SOURCE EXTRACT:
»»
AI Safety Newsletter #36: Voluntary Commitments are Insufficient

Plus, a Senate AI Policy Roadmap, and Chapter 1: An Overview of Catastrophic Risks

Corin Katzke

Julius Simonelli

, and

Dan Hendrycks

May 30, 2024

Welcome to the AI Safety Newsletter by the Center for AI Safety. We discuss developments in AI and AI safety. No technical background required.

Voluntary Commitments are Insufficient

AI companies agree to RSPs in Seoul. Following the second AI Global Summit held in Seoul, the UK and Republic of Korea governments announced that 16 major technology organizations, including Amazon, Google, Meta, Microsoft, OpenAI, and xAI have agreed to a new set of Frontier AI Safety Commitments.

Some commitments from the agreement include:

Assessing risks posed by AI models and systems throughout the AI lifecycle.
Setting thresholds for severe risks, defining when a model or system would pose intolerable risk if not adequately mitigated.
Keeping risks within defined thresholds, such as by modifying system behaviors and implementing robust security controls.
Potentially halting development or deployment if risks cannot be sufficiently mitigated.

These commitments amount to what Anthropic has termed Responsible Scaling Policies (RSPs). Getting frontier AI labs to develop and adhere to RSPs has been a key goal of some AI safety political advocacy — and, if labs follow through on their commitments, that goal will have been largely accomplished.
««
DATA PROVIDED:
»»
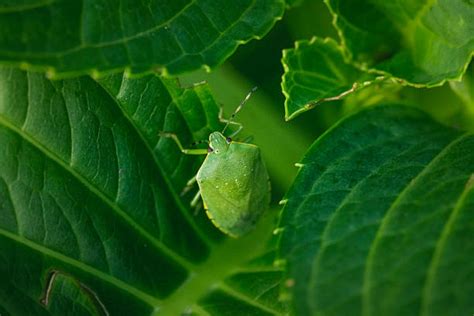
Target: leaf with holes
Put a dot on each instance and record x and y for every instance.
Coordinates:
««
»»
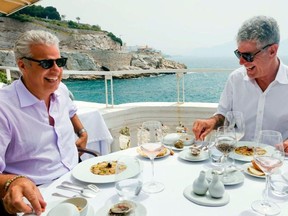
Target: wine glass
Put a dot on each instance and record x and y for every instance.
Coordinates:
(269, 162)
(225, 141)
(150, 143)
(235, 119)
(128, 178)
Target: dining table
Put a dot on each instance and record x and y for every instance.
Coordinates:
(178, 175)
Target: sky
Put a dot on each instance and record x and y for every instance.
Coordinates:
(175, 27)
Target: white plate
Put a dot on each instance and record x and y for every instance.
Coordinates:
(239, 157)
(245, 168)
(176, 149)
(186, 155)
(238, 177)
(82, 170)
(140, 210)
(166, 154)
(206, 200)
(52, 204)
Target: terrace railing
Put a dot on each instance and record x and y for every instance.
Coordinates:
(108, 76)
««
TASK REQUIREMENTS:
Please condense the paragraph of the AI safety newsletter above that begins "AI companies agree to RSPs in Seoul" into one shorter sentence that keeps its main facts.

TASK OUTPUT:
After the second AI Global Summit in Seoul, the UK and Republic of Korea governments announced that 16 major tech organizations, including Amazon, Google, Meta, Microsoft, OpenAI, and xAI, had agreed to new Frontier AI Safety Commitments.